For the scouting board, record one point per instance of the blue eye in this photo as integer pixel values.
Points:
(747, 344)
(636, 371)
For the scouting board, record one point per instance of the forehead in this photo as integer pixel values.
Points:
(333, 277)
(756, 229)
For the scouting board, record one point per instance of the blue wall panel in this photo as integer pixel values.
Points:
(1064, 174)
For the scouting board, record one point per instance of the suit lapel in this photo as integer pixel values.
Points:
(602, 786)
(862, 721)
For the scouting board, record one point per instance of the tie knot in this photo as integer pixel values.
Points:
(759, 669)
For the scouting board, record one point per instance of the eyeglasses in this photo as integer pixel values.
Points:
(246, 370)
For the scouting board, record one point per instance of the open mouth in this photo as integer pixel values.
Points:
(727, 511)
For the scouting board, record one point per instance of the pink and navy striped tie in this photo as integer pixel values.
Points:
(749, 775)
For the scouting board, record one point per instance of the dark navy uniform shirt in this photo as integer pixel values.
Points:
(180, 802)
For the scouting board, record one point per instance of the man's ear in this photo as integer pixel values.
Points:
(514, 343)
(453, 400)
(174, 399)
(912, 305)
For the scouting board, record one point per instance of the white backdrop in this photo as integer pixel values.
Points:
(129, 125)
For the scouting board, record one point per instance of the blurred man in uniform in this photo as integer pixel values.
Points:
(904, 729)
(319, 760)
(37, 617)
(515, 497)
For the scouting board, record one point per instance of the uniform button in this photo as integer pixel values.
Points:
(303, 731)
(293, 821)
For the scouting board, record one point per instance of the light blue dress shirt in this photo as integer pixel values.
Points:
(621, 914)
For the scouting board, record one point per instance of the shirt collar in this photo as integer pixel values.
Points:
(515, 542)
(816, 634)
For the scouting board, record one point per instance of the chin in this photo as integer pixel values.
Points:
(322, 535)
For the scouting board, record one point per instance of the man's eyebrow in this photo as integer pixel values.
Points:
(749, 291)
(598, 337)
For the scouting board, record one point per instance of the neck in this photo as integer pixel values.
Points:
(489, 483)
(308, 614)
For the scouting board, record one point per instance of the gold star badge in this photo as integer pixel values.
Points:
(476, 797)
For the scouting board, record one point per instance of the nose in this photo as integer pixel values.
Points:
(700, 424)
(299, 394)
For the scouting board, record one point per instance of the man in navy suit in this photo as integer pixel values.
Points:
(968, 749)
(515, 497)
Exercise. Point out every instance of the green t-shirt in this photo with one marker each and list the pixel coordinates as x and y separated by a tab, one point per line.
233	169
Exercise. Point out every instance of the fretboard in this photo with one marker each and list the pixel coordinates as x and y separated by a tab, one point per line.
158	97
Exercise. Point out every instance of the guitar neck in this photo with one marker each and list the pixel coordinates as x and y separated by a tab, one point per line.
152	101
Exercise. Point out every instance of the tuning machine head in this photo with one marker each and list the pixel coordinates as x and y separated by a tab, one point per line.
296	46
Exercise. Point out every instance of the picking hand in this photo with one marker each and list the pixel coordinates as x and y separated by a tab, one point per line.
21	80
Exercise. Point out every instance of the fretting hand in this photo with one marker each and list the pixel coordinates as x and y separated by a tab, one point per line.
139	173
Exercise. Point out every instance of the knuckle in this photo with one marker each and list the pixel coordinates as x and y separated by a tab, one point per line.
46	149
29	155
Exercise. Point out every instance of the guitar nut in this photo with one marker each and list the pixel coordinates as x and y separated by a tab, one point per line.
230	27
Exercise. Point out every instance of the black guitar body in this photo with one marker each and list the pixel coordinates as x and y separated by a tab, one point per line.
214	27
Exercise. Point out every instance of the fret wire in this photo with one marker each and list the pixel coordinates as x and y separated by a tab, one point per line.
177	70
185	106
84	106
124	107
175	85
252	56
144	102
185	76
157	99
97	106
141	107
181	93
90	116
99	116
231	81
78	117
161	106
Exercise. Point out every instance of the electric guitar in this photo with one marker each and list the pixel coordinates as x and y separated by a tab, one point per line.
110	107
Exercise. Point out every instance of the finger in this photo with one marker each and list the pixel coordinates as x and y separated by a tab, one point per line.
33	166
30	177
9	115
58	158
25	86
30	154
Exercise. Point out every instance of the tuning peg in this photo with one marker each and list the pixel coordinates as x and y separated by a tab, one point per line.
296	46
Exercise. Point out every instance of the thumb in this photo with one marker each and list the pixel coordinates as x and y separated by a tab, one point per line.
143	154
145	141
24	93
########
● About this task: Extract every line above containing the word "uniform".

● Exercise answer:
For the scouting board, record one point per instance of the dark navy uniform shirt in this photo as integer pixel values.
For the scouting board, record one point per instance of the blurred man in uniform in this photo as integer pixel values.
For the scouting board, record one point per instance of the uniform button in this photo as integer pixel values.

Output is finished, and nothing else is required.